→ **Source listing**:
============================================================

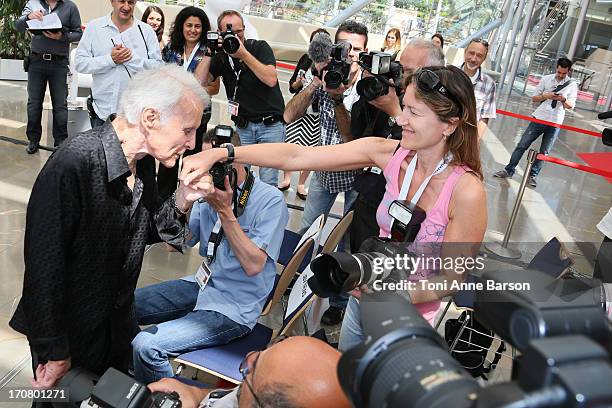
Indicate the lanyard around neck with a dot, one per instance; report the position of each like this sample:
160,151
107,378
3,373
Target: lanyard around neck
410,174
231,62
187,61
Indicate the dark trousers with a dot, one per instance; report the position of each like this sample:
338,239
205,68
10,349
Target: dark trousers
41,73
533,131
603,262
167,178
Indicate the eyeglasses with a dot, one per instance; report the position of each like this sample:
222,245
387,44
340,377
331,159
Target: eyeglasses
428,81
481,41
247,368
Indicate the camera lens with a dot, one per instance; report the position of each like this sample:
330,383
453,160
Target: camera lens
333,79
231,44
371,88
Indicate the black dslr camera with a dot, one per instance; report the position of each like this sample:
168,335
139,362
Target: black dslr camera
113,390
338,69
223,134
383,69
229,43
340,272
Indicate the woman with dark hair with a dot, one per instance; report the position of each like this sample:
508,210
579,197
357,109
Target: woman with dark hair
154,16
305,130
439,127
393,43
438,40
186,48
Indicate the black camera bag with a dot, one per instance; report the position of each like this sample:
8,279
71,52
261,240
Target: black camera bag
473,346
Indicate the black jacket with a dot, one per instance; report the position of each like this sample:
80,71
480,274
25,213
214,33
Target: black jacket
85,238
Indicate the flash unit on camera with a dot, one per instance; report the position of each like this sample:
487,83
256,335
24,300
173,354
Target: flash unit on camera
407,219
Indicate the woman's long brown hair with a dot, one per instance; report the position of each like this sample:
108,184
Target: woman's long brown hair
463,142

============================================================

→ **JOB**: Convert the lines of the listing above into a Markdown table with the columns "Row" and "Line," numbering each row and skipping blank lines. Leave the pictures out of the table.

→ **EXPECTED ANSWER**:
| Row | Line |
|---|---|
| 1 | Indicate the lanyard around neck with a dot, one per instance; report the position of each like this sample: |
| 2 | 160,151 |
| 3 | 107,378 |
| 4 | 3,373 |
| 5 | Target: lanyard around neck |
| 6 | 410,174 |
| 7 | 231,62 |
| 8 | 187,61 |
| 9 | Indicate the dark trousers with a dot, one per instance; report the position of each like this sample: |
| 10 | 338,239 |
| 11 | 205,68 |
| 12 | 10,349 |
| 13 | Target: dark trousers |
| 14 | 41,73 |
| 15 | 533,131 |
| 16 | 603,262 |
| 17 | 167,178 |
| 18 | Indicate the eyeglasses with a dot, one per instance; report the position of each like this sample: |
| 19 | 222,245 |
| 20 | 387,44 |
| 21 | 340,377 |
| 22 | 331,159 |
| 23 | Target: eyeglasses |
| 24 | 428,81 |
| 25 | 481,41 |
| 26 | 247,368 |
| 27 | Indicate the camera lens with a dot, one per instance; report the position of each like this sample: |
| 28 | 330,383 |
| 29 | 453,160 |
| 30 | Target: camera lens |
| 31 | 333,79 |
| 32 | 231,44 |
| 33 | 371,88 |
| 34 | Indicate the black dslr camera with a dot, one per instance; report the position of each like this sample: |
| 35 | 168,335 |
| 36 | 139,362 |
| 37 | Target: black dslr camera |
| 38 | 113,390 |
| 39 | 338,69 |
| 40 | 223,134 |
| 41 | 383,69 |
| 42 | 229,43 |
| 43 | 340,272 |
| 44 | Indicate the woman with dark hair with a dot, one per instance; report the position of each like this sample: |
| 45 | 508,210 |
| 46 | 579,197 |
| 47 | 357,109 |
| 48 | Target: woman with dark hair |
| 49 | 154,16 |
| 50 | 305,130 |
| 51 | 439,127 |
| 52 | 393,43 |
| 53 | 438,40 |
| 54 | 186,48 |
| 55 | Indicate the black camera bag with a dot, one per instance; report the position of each like this sample: |
| 56 | 8,279 |
| 57 | 71,52 |
| 58 | 261,240 |
| 59 | Target: black camera bag |
| 60 | 473,346 |
| 61 | Indicate the black jacket with a dot, one per instance; report the position of each like this sample: |
| 62 | 80,71 |
| 63 | 480,274 |
| 64 | 25,213 |
| 65 | 214,33 |
| 66 | Target: black jacket |
| 67 | 85,238 |
| 68 | Indicate the flash unit on camera with a dot, one per instance; report the position of each like this sample: |
| 69 | 487,83 |
| 70 | 256,335 |
| 71 | 24,300 |
| 72 | 173,354 |
| 73 | Target: flash unit on camera |
| 74 | 407,219 |
| 75 | Indicate the woman's long brown hair with a dot, one per instance; report the position of each like this sample: |
| 76 | 108,184 |
| 77 | Target: woman's long brown hair |
| 78 | 463,142 |